| Work instructions |
Reproduce the listing below line for line, changing no character.

··· Given information

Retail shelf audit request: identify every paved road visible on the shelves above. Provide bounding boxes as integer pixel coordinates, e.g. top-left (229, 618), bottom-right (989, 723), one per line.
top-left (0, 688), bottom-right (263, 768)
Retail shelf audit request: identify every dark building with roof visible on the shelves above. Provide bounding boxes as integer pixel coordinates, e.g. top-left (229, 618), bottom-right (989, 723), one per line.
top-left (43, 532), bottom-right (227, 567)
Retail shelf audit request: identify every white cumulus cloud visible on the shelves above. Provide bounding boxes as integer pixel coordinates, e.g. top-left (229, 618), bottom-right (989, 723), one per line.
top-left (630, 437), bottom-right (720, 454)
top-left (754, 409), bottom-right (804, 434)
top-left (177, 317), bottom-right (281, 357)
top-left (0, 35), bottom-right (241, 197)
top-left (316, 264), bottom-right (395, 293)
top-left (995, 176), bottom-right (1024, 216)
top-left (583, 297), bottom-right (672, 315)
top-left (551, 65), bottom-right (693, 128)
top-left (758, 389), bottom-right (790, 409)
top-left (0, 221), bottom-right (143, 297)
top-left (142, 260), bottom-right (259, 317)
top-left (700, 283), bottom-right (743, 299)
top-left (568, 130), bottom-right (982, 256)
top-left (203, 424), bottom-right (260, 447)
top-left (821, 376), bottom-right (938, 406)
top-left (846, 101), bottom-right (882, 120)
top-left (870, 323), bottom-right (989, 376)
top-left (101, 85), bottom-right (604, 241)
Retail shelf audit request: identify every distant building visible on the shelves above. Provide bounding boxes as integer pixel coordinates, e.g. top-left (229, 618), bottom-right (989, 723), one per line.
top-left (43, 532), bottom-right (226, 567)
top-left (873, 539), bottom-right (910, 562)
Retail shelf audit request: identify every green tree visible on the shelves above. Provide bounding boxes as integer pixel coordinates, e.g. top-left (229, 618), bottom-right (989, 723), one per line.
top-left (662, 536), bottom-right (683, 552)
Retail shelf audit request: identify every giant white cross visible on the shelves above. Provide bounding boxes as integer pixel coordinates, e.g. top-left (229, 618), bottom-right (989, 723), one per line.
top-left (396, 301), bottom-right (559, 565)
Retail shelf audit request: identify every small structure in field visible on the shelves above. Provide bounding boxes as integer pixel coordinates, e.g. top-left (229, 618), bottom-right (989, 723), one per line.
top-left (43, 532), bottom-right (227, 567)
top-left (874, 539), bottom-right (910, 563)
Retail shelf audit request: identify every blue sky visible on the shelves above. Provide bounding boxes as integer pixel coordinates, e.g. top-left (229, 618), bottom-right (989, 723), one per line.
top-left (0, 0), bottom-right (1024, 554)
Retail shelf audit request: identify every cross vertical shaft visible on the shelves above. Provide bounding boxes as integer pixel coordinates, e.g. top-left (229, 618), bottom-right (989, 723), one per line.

······

| Solution to the problem |
Retail shelf audit request: identify every paved road visible on the shelves above. Provide bounding boxes as integer pixel coordinates, e.g. top-left (229, 618), bottom-right (989, 723), one per line.
top-left (0, 688), bottom-right (263, 768)
Retail shelf audit request: identify every dark building with roof visible on the shelves above. Provide bounding boxes as integer pixel coordinates, e.g. top-left (229, 618), bottom-right (989, 723), one per line.
top-left (43, 532), bottom-right (227, 567)
Retail shelf audit request: identify every white cumulus cloud visible on the shelves above. Provide bounding boxes as integer pixel coordinates, e.g. top-left (229, 618), bottom-right (989, 723), one per line.
top-left (630, 437), bottom-right (720, 454)
top-left (754, 409), bottom-right (804, 434)
top-left (177, 317), bottom-right (281, 357)
top-left (0, 35), bottom-right (241, 197)
top-left (316, 264), bottom-right (395, 293)
top-left (995, 176), bottom-right (1024, 216)
top-left (583, 297), bottom-right (672, 315)
top-left (551, 65), bottom-right (693, 128)
top-left (758, 389), bottom-right (790, 409)
top-left (0, 221), bottom-right (143, 297)
top-left (142, 260), bottom-right (259, 317)
top-left (700, 283), bottom-right (743, 299)
top-left (568, 130), bottom-right (982, 256)
top-left (203, 424), bottom-right (260, 447)
top-left (821, 376), bottom-right (938, 406)
top-left (846, 101), bottom-right (882, 120)
top-left (870, 323), bottom-right (989, 376)
top-left (101, 85), bottom-right (604, 241)
Retail shelf audit request: identify every distant building visible on the shelves above. Provide bounding boxes as integer pixel coordinates, e.g. top-left (229, 618), bottom-right (989, 723), one per line.
top-left (43, 532), bottom-right (226, 567)
top-left (873, 539), bottom-right (910, 562)
Retail shelf audit request: identify every green tree visible on the shelves above. Provide bounding boxes as integer pixel coordinates, e.g. top-left (229, 618), bottom-right (989, 723), one per line.
top-left (662, 536), bottom-right (683, 552)
Retail shelf audit request: identify every giant white cross visible on the shelves above. Provide bounding boxes as integer pixel coordinates, e.g. top-left (229, 618), bottom-right (989, 723), one per line.
top-left (396, 301), bottom-right (559, 565)
Retail shelf audit request: identify every small structure in field visible on the shelves above. Provide bounding boxes as integer pixel coordinates, e.g. top-left (229, 618), bottom-right (989, 723), one per line.
top-left (43, 532), bottom-right (227, 567)
top-left (874, 539), bottom-right (910, 563)
Retail shelf audit request: identify every blue sky visible on the shelves above. Provide bounding boxes as integer pixel coordinates, e.g. top-left (229, 618), bottom-right (989, 723), one per line.
top-left (0, 0), bottom-right (1024, 554)
Retail shelf audit request: identify every cross vertical shaft visible on the shelves above. Provide bounding boxes as integer pixel coordinates, e.g. top-left (229, 618), bottom-right (989, 723), one per line.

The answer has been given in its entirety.